DIRECTION
Below is a set of records; restate each one word for word.
## Begin DATASET EXCERPTS
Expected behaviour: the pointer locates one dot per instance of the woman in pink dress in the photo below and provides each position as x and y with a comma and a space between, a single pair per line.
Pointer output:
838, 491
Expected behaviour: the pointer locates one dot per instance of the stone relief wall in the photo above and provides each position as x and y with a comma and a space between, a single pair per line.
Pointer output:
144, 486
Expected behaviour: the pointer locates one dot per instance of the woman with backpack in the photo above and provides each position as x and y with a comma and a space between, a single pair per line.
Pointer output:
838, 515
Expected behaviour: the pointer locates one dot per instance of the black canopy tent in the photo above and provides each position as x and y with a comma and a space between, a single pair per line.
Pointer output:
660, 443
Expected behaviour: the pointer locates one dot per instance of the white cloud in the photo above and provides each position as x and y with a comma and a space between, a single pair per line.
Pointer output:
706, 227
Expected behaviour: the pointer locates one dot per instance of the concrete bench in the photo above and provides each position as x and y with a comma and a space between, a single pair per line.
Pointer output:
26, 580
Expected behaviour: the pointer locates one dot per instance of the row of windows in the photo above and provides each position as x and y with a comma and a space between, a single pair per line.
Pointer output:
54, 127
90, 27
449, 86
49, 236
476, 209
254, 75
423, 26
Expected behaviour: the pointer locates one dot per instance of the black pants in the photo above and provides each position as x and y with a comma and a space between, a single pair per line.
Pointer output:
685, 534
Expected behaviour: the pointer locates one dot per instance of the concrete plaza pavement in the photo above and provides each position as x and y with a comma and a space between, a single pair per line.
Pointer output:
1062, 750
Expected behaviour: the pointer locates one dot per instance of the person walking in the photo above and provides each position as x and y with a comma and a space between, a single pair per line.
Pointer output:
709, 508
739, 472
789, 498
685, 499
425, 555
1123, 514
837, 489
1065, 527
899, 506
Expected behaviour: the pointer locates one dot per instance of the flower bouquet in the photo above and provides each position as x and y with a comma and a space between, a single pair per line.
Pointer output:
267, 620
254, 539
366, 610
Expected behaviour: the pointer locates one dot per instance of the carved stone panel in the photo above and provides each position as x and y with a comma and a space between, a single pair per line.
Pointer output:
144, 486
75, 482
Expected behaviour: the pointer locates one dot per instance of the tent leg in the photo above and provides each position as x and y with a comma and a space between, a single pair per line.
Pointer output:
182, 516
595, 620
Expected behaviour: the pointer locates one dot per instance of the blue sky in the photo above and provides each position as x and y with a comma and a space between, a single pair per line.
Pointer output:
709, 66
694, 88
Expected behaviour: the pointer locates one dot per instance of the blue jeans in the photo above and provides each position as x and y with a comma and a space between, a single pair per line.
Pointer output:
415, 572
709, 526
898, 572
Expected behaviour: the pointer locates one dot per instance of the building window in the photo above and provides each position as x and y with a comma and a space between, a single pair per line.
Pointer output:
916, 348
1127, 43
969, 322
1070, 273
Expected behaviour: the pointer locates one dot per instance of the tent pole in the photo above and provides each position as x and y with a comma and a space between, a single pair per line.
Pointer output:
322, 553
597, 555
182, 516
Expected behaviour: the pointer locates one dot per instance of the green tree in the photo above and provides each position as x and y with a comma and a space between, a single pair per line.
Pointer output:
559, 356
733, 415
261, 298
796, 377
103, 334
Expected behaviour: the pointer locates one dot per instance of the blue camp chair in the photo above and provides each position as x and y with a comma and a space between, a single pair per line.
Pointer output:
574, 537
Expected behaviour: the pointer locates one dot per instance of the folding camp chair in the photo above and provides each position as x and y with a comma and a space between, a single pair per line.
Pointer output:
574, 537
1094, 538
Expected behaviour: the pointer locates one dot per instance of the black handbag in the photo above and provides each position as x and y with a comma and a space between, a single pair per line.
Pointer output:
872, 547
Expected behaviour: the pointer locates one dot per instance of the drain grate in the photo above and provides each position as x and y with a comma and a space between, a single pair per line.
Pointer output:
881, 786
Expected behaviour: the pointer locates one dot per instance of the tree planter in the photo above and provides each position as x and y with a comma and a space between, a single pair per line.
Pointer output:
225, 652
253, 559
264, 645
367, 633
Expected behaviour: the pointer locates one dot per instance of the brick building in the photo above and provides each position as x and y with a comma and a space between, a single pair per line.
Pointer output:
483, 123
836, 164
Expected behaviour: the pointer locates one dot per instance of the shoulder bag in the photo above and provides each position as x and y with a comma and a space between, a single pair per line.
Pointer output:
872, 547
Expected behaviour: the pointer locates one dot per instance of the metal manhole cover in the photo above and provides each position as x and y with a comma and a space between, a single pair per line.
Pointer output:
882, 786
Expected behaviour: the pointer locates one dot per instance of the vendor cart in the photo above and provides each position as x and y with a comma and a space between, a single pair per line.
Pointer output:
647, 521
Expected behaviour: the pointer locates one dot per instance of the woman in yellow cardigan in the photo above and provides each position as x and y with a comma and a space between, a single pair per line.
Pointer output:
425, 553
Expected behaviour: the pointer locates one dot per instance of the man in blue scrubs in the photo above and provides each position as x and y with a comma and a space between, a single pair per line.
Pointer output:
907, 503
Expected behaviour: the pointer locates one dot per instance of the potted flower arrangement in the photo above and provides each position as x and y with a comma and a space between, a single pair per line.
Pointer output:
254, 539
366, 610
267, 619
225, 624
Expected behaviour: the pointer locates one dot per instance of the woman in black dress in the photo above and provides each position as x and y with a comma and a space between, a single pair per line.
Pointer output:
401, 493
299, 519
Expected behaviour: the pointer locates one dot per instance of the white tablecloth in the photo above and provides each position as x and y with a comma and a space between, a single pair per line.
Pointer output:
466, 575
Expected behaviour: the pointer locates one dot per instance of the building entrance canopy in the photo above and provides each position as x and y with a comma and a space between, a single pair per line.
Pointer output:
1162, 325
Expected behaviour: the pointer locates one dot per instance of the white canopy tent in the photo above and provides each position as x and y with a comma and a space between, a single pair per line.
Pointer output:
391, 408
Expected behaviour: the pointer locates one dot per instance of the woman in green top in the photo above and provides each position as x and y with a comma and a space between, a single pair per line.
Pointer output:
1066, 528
## End DATASET EXCERPTS
RESULT
Expected behaviour: the pointer locates one dot per instance of the woman in pink dress in the photo below and provides each position as x and y with a comma and a space between, a single pair per line.
Pointer output:
838, 491
Expected behaviour: the pointer locates one dot per instance of the stone relief wall in the photo above and provides each position as x and y with a comma and a space between, a single pair per line.
Pointer output:
144, 486
Expected behaviour: the pointer locates one dot per instance of the woman with backpack in the photo above and provides each position as x and y with a comma and a space between, a single pair per line.
Pointer output:
838, 515
Expected behaviour: the pointer locates one dot per instance of the black canopy tent in the photo above and provides each position as x and y with a comma and a space between, a single pair per line.
Pointer output:
660, 443
Expected behaviour: the pointer locates one dot per instance of the white cloud in the photo above and provides each position as x and y with a comma and a space between, a single pair per line.
Pointer output:
706, 227
Expected behaviour: the pointer locates one dot per instance of the concrete bench in the photo above and provides each position as x and y with a comma and a space between, a single pair per line.
Pointer output:
26, 580
Expected behaviour: the pointer locates one dot per instance of the row of windows in the photo above and provides each position as x and y with a comma and a space between, a single pair per line.
Pointer output:
54, 127
90, 27
449, 86
49, 236
476, 209
254, 75
423, 26
Expected behaviour: the pointer locates one dot per instance of the black pants in the photo above and provides each position as x and y with a comma and a space between, a single pair per line.
Pointer output:
685, 534
Expected behaviour: the pointer locates one dot per instance of the concrete plaza pavement in the photo above and provides each position as x and y with a comma and a space between, a single pair per line.
Pointer output:
1062, 750
Expected behaviour: the pointer locates one dot per instance of the person walking in the photo above and provides each position as x and y with a comma and a space between, a single pair per line.
Pointer output:
709, 508
739, 472
789, 498
685, 499
425, 555
1123, 514
837, 489
1065, 527
899, 506
Expected behaviour: the pointer locates one dot per instance of the flower bouquet in the photo above and provides each position as x and y with a comma and a space between, a single pair per line.
Pointer output:
267, 620
254, 539
366, 610
Expected behaviour: the pointer locates one dot per instance of the carved stone panel in the photo above and provides each position as x and y with a comma and a space between, a single pair per line.
Pointer output:
144, 486
75, 482
Expected behaviour: the pointer locates one dot per instance of the tent leg in the photo above and provides each position as x and y with a comma and a space between, a single pair per line.
Pointer output:
182, 516
595, 620
Expected behaviour: the pointer locates one dot per instance of the blue sky in the photo above and provides each position as x and y with a comma and a space between, a single pair per line.
Pointer output:
709, 66
694, 88
Expected behaviour: the pointer locates one dot per instance of the blue jeans in the photo above and provides each position as x and y with a comma and a space between, a single pair per line.
Pointer output:
415, 572
709, 526
898, 572
Expected behaviour: the pointer locates one dot per instance of the building window in the photo above and provides each position as x and y with a comma and a space between, a single pair per line.
Pointer output:
916, 348
1127, 43
969, 322
1070, 273
Expected behaviour: the pointer locates one dot per instance of the tent pole in the photo above and provides each position as x and y with a comma and a space between, a single pair per line.
Pointer output:
322, 553
597, 555
182, 516
Expected behaviour: the pointer locates one dot per instance of the green tree in the photo above and provides each position as x and y with a comma and a space between, a single pair per line.
Pointer output:
559, 356
733, 415
261, 298
796, 377
103, 334
Expected behaviour: the pointer locates one dot per instance of the blue camp chair in the photo above and provides each position as x and y with a comma and a space between, a single pair per line.
Pointer output:
574, 537
Expected behaviour: the pointer locates one dot per instance of the folding camp chair in the photo above and provides each position as x and y with a comma and a space between, a single pair per line.
Pointer output:
574, 537
1094, 538
Expected behaviour: the pointer locates one dot per instance of the black handbag in the photo above and provides each position as x and y with a comma and a space between, a single pair per line.
Pointer output:
872, 547
Expected behaviour: the pointer locates one dot per instance of the drain grate in the photo above and provides each position as x and y with a comma and a space between, a single pair per line.
Pointer output:
881, 786
Expected behaviour: the pointer locates one dot per instance of the tree planter in the photo above and provides each position as x and y with a comma and a space between, a single pair per line.
Pointer output:
225, 652
253, 559
264, 645
367, 633
Expected behaviour: the pointer locates one dot per instance of the brick building in the photo above and provides each position as x and y with a comma and a space between, a single pair per line.
Pointer output:
483, 123
836, 164
Expected behaviour: the pointer locates one dot per instance of the shoulder bag in the photo above and provides each position as x and y with a comma and a space between, a single pair per line.
Pointer output:
872, 547
Expected behaviour: the pointer locates one dot per instance of the metal manhole cover in the photo above and provides each position as x and y with a comma and a space between, a single pair per line.
Pointer output:
882, 786
Expected behaviour: the pointer locates one dot per instance of the vendor cart in the photo above and provides each position as x and y with a comma and a space between, a single pair per line.
Pointer output:
647, 521
Expected behaviour: the pointer locates one dot per instance of the woman in yellow cardigan in the photo above and provides each position as x and y with a comma and a space between, a single pair per line.
Pointer output:
425, 553
Expected behaviour: the pointer locates one dot per instance of the man in blue scrubs in the photo above and provides each position as x and y with a comma and a space between, a single pair per line.
Pointer output:
907, 503
Expected behaviour: the pointer locates one dot per instance of the potted flower arrangement in the photo above and provides each position as x and y with a comma and a space between, a single pair per line.
Pointer output:
254, 539
366, 610
267, 619
225, 624
Expected behaviour: the pointer locates one dot per instance of the woman in black dress in the photo above and provides each position as x and y with a comma and a space between, a single pair per line.
Pointer output:
401, 493
299, 519
Expected behaviour: the pointer locates one dot per instance of the white tablecloth in the photo above and provides each position as x and y with a comma and a space between, a single pair per line.
Pointer output:
466, 575
Expected behaviour: the pointer locates one dot per instance of the building entrance canopy in the photo above and provides each position as x and y with a comma and a space between, a single pair per line.
Pointer output:
1162, 325
Expected behaviour: the pointer locates one dot per instance of the white canopy tent in the photo above and provides each position as x and y with a comma and a space between, a single pair per line.
Pointer output:
391, 408
Expected behaviour: the pointer locates one dot per instance of the woman in green top in the photo above and provides each position as x and y with a comma and a space between, a single pair per line.
Pointer output:
1066, 528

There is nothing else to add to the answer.